>> begin SUPPLIED MATERIAL
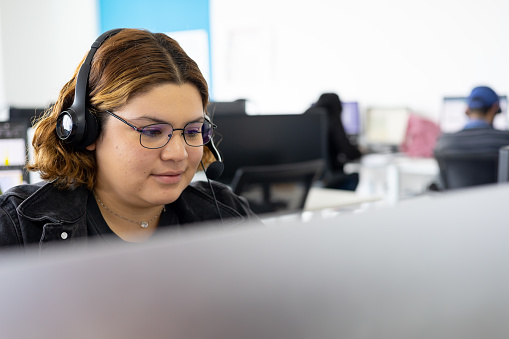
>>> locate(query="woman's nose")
[161,131,188,161]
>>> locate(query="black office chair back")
[435,153,498,189]
[230,159,325,213]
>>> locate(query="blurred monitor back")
[9,107,46,128]
[439,95,509,133]
[341,101,361,143]
[362,107,410,152]
[207,99,246,116]
[213,108,327,184]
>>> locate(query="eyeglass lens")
[140,122,213,148]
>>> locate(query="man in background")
[434,86,509,189]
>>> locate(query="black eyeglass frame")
[105,111,217,149]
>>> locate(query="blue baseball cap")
[467,86,502,113]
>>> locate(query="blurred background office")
[0,0,509,119]
[0,0,509,211]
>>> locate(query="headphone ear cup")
[56,106,100,149]
[76,109,100,149]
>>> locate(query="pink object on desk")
[401,114,440,158]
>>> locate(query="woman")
[0,29,255,252]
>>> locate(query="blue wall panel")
[99,0,210,36]
[98,0,212,92]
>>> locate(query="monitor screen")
[213,110,327,183]
[0,122,27,192]
[363,107,410,146]
[341,102,361,135]
[439,96,508,133]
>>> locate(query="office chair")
[435,153,498,190]
[230,159,325,214]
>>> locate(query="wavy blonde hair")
[27,29,214,189]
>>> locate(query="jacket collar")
[18,182,89,223]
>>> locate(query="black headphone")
[56,28,223,179]
[56,28,122,149]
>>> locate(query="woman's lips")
[152,172,184,184]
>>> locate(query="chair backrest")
[230,159,325,213]
[435,153,498,189]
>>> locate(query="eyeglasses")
[106,111,217,149]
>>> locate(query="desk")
[357,153,439,204]
[304,187,381,211]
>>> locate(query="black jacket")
[0,182,258,250]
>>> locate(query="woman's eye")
[141,126,163,138]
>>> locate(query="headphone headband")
[56,28,122,149]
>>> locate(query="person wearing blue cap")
[434,86,509,189]
[464,86,502,129]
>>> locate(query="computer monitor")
[0,121,28,192]
[363,107,410,151]
[439,96,509,133]
[341,102,361,136]
[213,108,327,184]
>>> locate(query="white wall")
[0,0,99,112]
[211,0,509,118]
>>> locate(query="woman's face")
[87,84,204,208]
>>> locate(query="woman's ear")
[86,141,96,151]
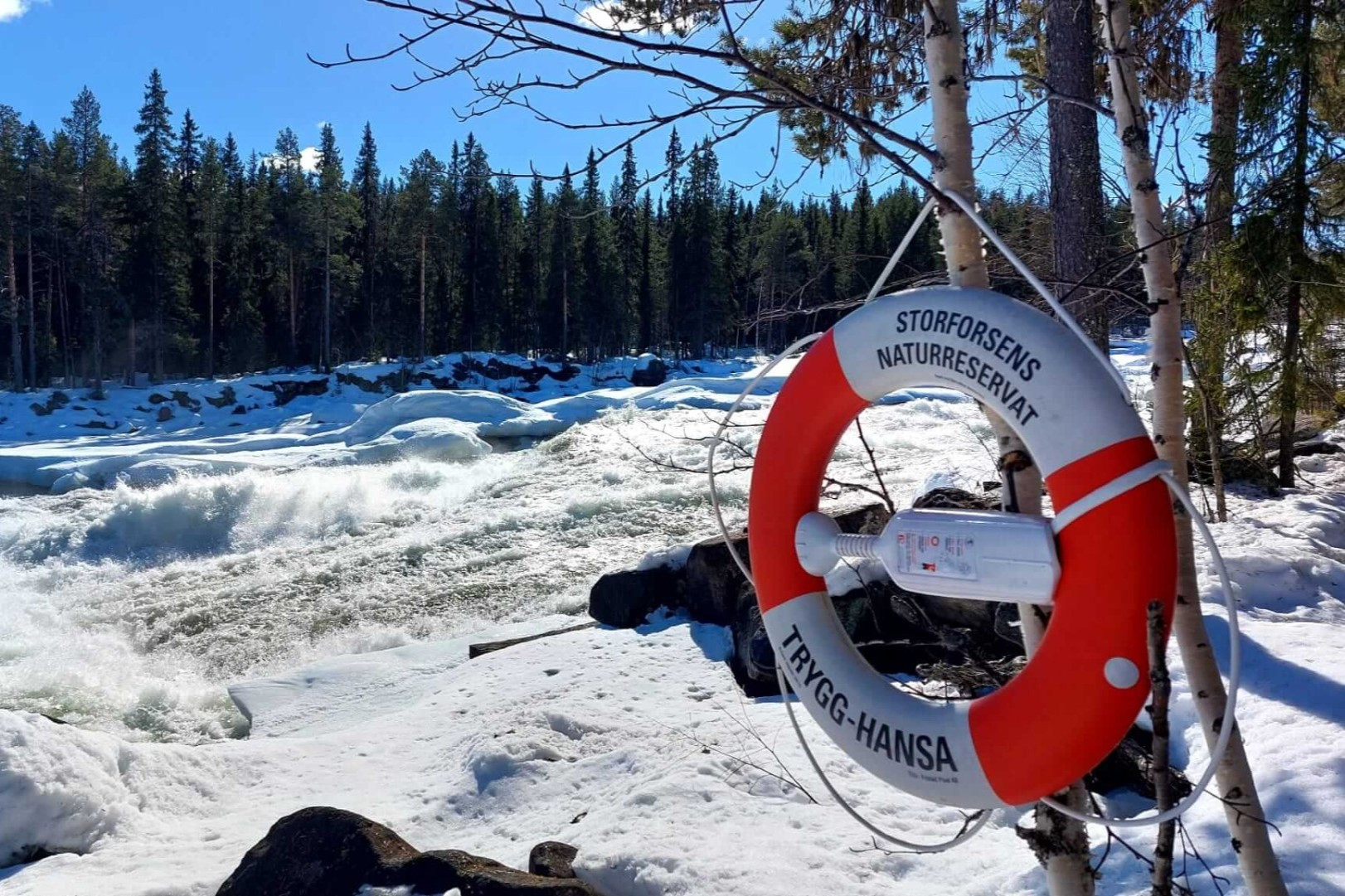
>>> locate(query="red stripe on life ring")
[969,438,1177,805]
[748,331,869,613]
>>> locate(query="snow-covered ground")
[0,343,1345,896]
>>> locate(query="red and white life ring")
[748,287,1177,807]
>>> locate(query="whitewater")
[0,341,1345,896]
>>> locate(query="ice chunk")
[346,390,565,447]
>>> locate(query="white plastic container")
[795,510,1060,604]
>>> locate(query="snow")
[0,341,1345,896]
[344,390,565,445]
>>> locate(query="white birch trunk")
[1098,0,1287,896]
[924,0,1094,896]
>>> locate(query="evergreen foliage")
[0,71,1081,386]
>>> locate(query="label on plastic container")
[897,530,979,579]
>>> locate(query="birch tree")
[1098,0,1287,896]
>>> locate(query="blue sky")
[0,0,952,195]
[0,0,1162,196]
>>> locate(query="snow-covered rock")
[344,389,565,445]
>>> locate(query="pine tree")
[196,138,223,376]
[577,149,623,361]
[128,69,182,380]
[612,144,647,342]
[269,128,312,366]
[636,190,658,351]
[1237,0,1345,488]
[22,121,52,386]
[318,124,357,371]
[542,166,580,356]
[0,105,24,391]
[61,88,119,397]
[519,175,550,347]
[351,121,387,356]
[175,109,210,368]
[402,149,444,361]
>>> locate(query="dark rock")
[218,806,593,896]
[527,840,580,880]
[403,849,596,896]
[910,483,1002,510]
[253,376,331,408]
[631,358,668,386]
[0,844,72,869]
[1084,725,1190,799]
[218,806,420,896]
[589,566,681,628]
[172,389,201,413]
[685,505,891,626]
[683,535,752,626]
[1294,438,1345,458]
[206,386,238,408]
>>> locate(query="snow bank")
[346,417,491,462]
[344,390,565,445]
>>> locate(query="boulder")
[206,386,238,409]
[589,566,682,628]
[218,806,595,896]
[254,376,331,408]
[527,840,580,880]
[172,389,201,413]
[631,354,668,386]
[683,535,752,626]
[685,505,891,626]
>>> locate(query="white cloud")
[0,0,50,22]
[575,0,692,35]
[263,146,323,173]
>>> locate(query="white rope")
[863,198,935,304]
[706,210,993,853]
[706,190,1241,853]
[1051,460,1173,534]
[1041,463,1243,827]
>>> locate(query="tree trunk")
[1193,0,1244,522]
[206,231,216,376]
[417,233,426,362]
[1279,0,1313,488]
[288,250,299,367]
[1046,0,1111,352]
[1098,0,1287,896]
[28,221,37,389]
[924,0,1094,896]
[323,223,333,373]
[125,316,136,386]
[4,216,23,391]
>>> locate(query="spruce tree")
[351,121,387,356]
[318,123,357,371]
[196,138,223,376]
[128,69,183,382]
[542,166,580,356]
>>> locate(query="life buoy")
[748,287,1177,807]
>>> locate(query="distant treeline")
[0,71,1103,385]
>> end SUPPLIED MATERIAL
- [EXERCISE INSTRUCTIONS] Resize the items by rewriting every line from the start of the items through the line containing "[86,141,96,151]", both ends included, with the locate lines left as they are and each bounding-box coordinate in the answers multiplied by 0.7 and rounded to a whole number, halves up. Leave the pictures out.

- [EXERCISE RESPONSE]
>>> locate(query="woman's nose")
[113,92,132,113]
>>> locate(query="black office chair back")
[305,107,349,132]
[161,111,228,149]
>>> locate(query="blurred monitor back")
[6,75,32,90]
[307,67,356,93]
[239,71,253,100]
[253,75,287,106]
[145,69,172,81]
[149,76,229,129]
>>> locate(query="eyeglass lens")
[98,85,149,104]
>>> locate(query="man in background")
[304,60,356,132]
>>> locate(query="black eyeglass frame")
[74,78,152,104]
>>> locate(query="blue baseball cap")
[327,60,351,79]
>>> locate(query="blurred background office")
[0,0,356,83]
[0,0,356,148]
>>> locate(query="headphone ear cup")
[39,74,70,104]
[53,76,70,104]
>>> locate(query="pink object on desk")
[281,80,308,111]
>>> locate(query="woman")
[0,20,179,176]
>>> locate(query="blue wall panel")
[69,0,147,25]
[69,0,148,64]
>>> locate(query="monitor screen")
[149,77,229,128]
[0,85,19,134]
[254,75,287,102]
[239,71,253,95]
[307,67,356,93]
>>> locate(query="office chair")
[305,107,349,133]
[161,111,228,150]
>>> locate(query="wavy blonde hair")
[19,20,150,132]
>>> locate(query="jacket collar")
[13,127,62,156]
>>> locate(query="black headphone")
[39,20,156,125]
[39,20,85,104]
>>> locate(query="woman's lips")
[106,120,129,129]
>>> locate(query="chair backrest")
[161,111,228,149]
[305,107,349,132]
>>> locate(query="eyeglasses")
[74,78,152,104]
>>> locate(query="desk")
[250,107,307,143]
[213,131,267,148]
>>> locate(query="black jacket")
[0,127,181,175]
>>> locate(query="woman's eye")
[99,88,114,97]
>>> locate(query="headphone headband")
[39,20,85,104]
>>> locate(query="person wearing blue cap")
[304,60,356,132]
[325,60,351,90]
>>> locate(query="computer monitor")
[0,85,20,134]
[254,75,287,106]
[307,67,356,93]
[239,71,253,95]
[149,76,229,129]
>>> locate(query="white wall")
[0,0,69,78]
[148,0,356,83]
>>> locate(query="woman's face")
[61,59,143,146]
>>> locate(query="woman's ear")
[60,99,67,106]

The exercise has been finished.